Reproduce every line of the listing exactly.
(Records to use begins)
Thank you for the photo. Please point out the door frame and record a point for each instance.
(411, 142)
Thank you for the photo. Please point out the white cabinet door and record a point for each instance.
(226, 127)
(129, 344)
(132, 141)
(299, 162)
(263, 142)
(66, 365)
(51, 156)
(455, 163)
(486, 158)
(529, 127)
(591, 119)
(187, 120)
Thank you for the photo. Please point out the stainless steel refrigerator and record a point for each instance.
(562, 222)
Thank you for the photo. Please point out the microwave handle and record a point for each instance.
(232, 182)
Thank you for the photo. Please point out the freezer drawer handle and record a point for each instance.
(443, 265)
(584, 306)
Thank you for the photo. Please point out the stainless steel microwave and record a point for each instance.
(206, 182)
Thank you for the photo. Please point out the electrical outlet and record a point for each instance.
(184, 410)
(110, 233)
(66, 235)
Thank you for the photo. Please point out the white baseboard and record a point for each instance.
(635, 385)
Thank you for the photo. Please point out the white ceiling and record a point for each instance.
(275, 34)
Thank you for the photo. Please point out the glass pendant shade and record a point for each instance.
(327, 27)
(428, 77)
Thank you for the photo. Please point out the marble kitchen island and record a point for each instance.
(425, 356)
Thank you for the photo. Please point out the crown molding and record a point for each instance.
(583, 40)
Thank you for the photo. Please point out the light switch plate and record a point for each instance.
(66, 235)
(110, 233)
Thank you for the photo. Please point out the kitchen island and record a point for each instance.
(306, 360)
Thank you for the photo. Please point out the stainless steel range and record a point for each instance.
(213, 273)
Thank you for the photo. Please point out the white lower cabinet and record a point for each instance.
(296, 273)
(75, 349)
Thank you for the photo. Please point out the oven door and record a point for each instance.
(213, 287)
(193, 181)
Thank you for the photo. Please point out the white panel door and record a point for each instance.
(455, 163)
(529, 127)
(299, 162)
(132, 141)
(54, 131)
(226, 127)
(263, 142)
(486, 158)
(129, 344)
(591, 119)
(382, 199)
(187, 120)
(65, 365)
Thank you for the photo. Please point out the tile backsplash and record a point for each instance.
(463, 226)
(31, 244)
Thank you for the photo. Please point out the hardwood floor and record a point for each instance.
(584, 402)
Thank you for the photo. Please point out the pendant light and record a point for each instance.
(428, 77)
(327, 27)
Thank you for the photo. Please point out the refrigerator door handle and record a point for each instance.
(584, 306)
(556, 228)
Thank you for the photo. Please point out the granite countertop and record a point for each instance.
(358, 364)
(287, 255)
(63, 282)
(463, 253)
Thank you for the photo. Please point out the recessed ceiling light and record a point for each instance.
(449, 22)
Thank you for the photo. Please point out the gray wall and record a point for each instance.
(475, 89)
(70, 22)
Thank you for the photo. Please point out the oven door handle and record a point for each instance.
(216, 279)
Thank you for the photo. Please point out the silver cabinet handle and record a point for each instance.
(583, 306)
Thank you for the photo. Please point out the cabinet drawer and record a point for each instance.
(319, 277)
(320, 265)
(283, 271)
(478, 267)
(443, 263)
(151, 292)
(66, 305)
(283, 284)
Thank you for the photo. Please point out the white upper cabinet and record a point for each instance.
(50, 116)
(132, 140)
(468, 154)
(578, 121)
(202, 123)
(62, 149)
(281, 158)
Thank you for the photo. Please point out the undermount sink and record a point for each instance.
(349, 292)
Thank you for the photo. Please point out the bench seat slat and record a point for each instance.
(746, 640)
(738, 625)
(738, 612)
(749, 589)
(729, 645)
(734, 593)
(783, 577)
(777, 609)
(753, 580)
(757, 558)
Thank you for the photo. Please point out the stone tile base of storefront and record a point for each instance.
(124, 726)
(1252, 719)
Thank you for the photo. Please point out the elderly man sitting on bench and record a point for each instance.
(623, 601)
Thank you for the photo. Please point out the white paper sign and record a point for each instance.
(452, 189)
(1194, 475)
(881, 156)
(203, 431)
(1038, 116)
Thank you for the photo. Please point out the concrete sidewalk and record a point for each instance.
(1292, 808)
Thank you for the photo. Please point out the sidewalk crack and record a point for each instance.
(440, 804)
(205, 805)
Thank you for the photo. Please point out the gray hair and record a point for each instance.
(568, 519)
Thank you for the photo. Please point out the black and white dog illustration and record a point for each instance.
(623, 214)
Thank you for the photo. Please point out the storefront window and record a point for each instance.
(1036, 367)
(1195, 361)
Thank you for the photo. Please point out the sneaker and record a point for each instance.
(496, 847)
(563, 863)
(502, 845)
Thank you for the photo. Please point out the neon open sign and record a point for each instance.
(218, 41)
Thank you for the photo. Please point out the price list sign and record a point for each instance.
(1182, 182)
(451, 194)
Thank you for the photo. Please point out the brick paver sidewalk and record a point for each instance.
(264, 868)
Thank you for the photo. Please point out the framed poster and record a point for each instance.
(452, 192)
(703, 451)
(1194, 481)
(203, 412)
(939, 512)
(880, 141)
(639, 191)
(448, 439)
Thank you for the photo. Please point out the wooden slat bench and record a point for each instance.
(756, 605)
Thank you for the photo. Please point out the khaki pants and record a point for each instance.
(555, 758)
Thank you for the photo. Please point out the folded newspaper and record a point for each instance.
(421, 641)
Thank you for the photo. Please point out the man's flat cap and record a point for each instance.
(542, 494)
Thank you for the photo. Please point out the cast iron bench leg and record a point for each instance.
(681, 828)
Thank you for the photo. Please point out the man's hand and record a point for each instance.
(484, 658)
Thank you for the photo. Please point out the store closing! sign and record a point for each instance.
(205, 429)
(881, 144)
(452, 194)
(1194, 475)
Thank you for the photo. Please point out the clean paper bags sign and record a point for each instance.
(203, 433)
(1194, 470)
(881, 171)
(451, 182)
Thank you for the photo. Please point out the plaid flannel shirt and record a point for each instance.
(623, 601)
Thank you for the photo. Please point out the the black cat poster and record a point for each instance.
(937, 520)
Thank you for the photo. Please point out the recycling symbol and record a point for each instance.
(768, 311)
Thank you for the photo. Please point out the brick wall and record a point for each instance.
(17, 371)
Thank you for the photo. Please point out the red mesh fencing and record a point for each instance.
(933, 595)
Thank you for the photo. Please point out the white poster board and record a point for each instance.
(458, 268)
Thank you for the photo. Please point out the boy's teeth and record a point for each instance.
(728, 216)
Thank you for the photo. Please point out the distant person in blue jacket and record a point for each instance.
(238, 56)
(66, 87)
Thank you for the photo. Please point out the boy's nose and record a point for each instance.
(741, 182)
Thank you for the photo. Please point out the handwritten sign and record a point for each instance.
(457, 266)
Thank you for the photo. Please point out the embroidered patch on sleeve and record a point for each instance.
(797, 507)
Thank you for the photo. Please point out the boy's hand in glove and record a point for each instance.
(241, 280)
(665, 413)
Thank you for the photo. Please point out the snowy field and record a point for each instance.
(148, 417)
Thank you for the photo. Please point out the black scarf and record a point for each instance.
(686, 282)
(Records to use ends)
Answer space:
Thank you for the photo. Please point out the door frame and record a point for each instance.
(411, 142)
Thank you for the photo. Please point out the white cabinet door and record a point for each instance.
(226, 127)
(129, 344)
(132, 141)
(299, 162)
(263, 142)
(66, 365)
(51, 156)
(455, 163)
(486, 158)
(529, 127)
(591, 119)
(187, 120)
Thank you for the photo. Please point out the stainless steel refrigerator and record a point for each instance.
(562, 222)
Thank you for the photo. Please point out the microwave handle and record a point for each instance.
(232, 182)
Thank you for the photo. Please point out the freezer drawer handle and record a point for each instance.
(443, 265)
(584, 306)
Thank you for the photo. Please point out the stainless steel microwave and record a point for each instance.
(206, 182)
Thank you for the photo. Please point out the electrical outlet and record a point for each instance.
(184, 410)
(110, 233)
(66, 235)
Thank you for the photo. Please point out the white baseboard and record a point for each instance.
(635, 385)
Thank you for the photo. Please point out the white ceiling and record a point for each instance.
(275, 34)
Thank you for the photo. Please point out the glass pendant shade and record a point for each instance.
(327, 27)
(428, 77)
Thank you for the photo. Please point out the marble kitchen island and record a point for each instance.
(425, 356)
Thank you for the photo. Please point out the crown molding and record a point for each instance.
(583, 40)
Thank you for the photo. Please point out the light switch plate and record a point for each instance.
(66, 235)
(110, 233)
Thank you for the photo. Please point out the kitchen island and record a point for each instance.
(306, 360)
Thank you for the photo. Please point out the stainless steel range and record a point for each instance.
(213, 273)
Thank you for the photo. Please point out the white lower cabinet and record a point for each instance.
(296, 273)
(75, 349)
Thank you for the photo. Please point out the oven door and record a point for each instance.
(213, 287)
(193, 181)
Thank you for the photo. Please point out the white panel door and record a point for each instance.
(455, 163)
(529, 127)
(299, 162)
(132, 141)
(54, 131)
(226, 127)
(263, 142)
(486, 158)
(129, 344)
(591, 119)
(382, 199)
(187, 120)
(65, 365)
Thank you for the photo. Please point out the tile backsplash and record a point for each instance.
(463, 226)
(31, 244)
Thank you for the photo. Please point out the hardwood floor and record a point for each instance.
(584, 402)
Thank you for the photo. Please point out the pendant light and record a point for each instance.
(428, 77)
(327, 27)
Thank you for the photo. Please point out the refrigerator door handle and record a point for each instance.
(584, 306)
(556, 228)
Thank you for the photo. Please point out the granite countertop and record a point for each instance.
(358, 364)
(287, 255)
(63, 282)
(463, 253)
Thank you for the photo. Please point out the recessed ceiling light and record a point for each instance.
(449, 22)
Thank you for the photo. Please point out the gray wall and record a point for each instance.
(475, 89)
(70, 22)
Thank you for the photo. Please point out the oven door handle and record a point for each instance.
(216, 279)
Thank you for the photo. Please point out the silver cabinet handle and record a point for each instance.
(583, 306)
Thank you for the photo. Please point out the cabinet drawer and record a point for each instance.
(319, 277)
(320, 265)
(283, 271)
(478, 267)
(443, 263)
(151, 292)
(66, 305)
(283, 284)
Thank you for the photo. Please point out the white upper cabinet and record a point for each instance.
(50, 116)
(132, 140)
(468, 154)
(578, 121)
(202, 123)
(62, 149)
(281, 158)
Thank you for the photo. Please point out the undermount sink and record a point for each instance.
(349, 292)
Thank you for the photo. Please point out the bench seat slat and record a point for each instance.
(746, 640)
(738, 625)
(738, 612)
(749, 589)
(729, 645)
(734, 593)
(783, 577)
(777, 609)
(753, 580)
(757, 558)
Thank you for the photo. Please point out the stone tile base of storefront and record a point for each instance.
(124, 726)
(1252, 719)
Thank you for the photo. Please point out the elderly man sitting on bench and record a point for each instance.
(623, 601)
Thank you for the photo. Please point out the white paper sign and record a point for each instance.
(452, 189)
(1194, 475)
(881, 156)
(203, 431)
(1038, 116)
Thank you for the photo. Please point out the concrete sidewalk and record a point for each instance.
(1292, 808)
Thank you for the photo. Please point out the sidewalk crack and record a point for each instance.
(440, 804)
(205, 805)
Thank you for the photo. Please point out the gray hair and record a point for each instance.
(568, 519)
Thank you for the photo. Please point out the black and white dog illustration and record a point for each instance.
(623, 214)
Thank you for the photo. Please point out the storefront window and record a point for each instance.
(1036, 367)
(1195, 361)
Thank you for the photo. Please point out the sneaker and record a point for each instance.
(496, 847)
(563, 863)
(502, 845)
Thank you for the photo. Please point out the neon open sign and record a point for each instance.
(218, 41)
Thank you for the photo. Please point out the price list sign and record a point for each instance.
(1182, 182)
(451, 194)
Thank you for the photo. Please point out the brick paver sidewalk and record a point for each instance.
(264, 868)
Thank you for the photo. Please point out the framed poster and record a point for each instance.
(452, 192)
(703, 451)
(1194, 481)
(203, 412)
(939, 512)
(880, 141)
(639, 191)
(448, 439)
Thank you for the photo. Please point out the wooden slat bench and record a point for each instance.
(756, 605)
Thank you for the photo. Please point out the khaki pants and record a point for each instance.
(555, 758)
Thank you for the photo. Please point out the folded newspaper and record a point for each instance.
(421, 641)
Thank you for the photo. Please point out the man's flat cap and record a point for each instance.
(542, 494)
Thank you for the photo. Please point out the cast iron bench leg and record a point for each instance.
(681, 828)
Thank you for the photo. Please point out the man's hand and record a point for each instance.
(484, 658)
Thank you for the photo. Please point out the store closing! sign and record a point for each instance.
(205, 429)
(881, 144)
(452, 194)
(1194, 475)
Thank you for the photo. Please point out the clean paper bags sign and record a point for each instance.
(203, 433)
(1194, 470)
(881, 171)
(451, 182)
Thank you for the photo. Please point out the plaid flannel shirt and record a point for each instance.
(623, 601)
Thank you for the photo. Please point out the the black cat poster and record a point for each instance.
(937, 520)
Thank you for the photo. Please point out the recycling symbol and record a point for each instance.
(768, 311)
Thank you for the photo. Please point out the brick wall and record a point for each instance.
(17, 371)
Thank you for the photo. Please point out the red mesh fencing and record a point for each instance.
(933, 595)
Thank you for the photo. Please point out the white poster board and record a point for each instance.
(458, 268)
Thank you for the photo. Please point out the boy's teeth and record a point for each instance.
(728, 216)
Thank you for the photo. Please point out the distant person in blue jacket and record a point for each instance.
(238, 56)
(66, 87)
Thank you for the photo. Please point out the boy's nose and record a point for each instance.
(741, 182)
Thank you for the photo. Please point out the handwritten sign and record a point for each instance.
(457, 266)
Thank you for the photo. Please point out the embroidered patch on sleeve and record a point for each instance.
(797, 507)
Thank you for the photo. Please point out the boy's hand in glove and record a point for each instance.
(241, 280)
(665, 413)
Thank you for the photo. Please point out the snowy field and record a point for each instance.
(148, 417)
Thank you for the photo. Please point out the black scarf and record a point for each instance.
(686, 282)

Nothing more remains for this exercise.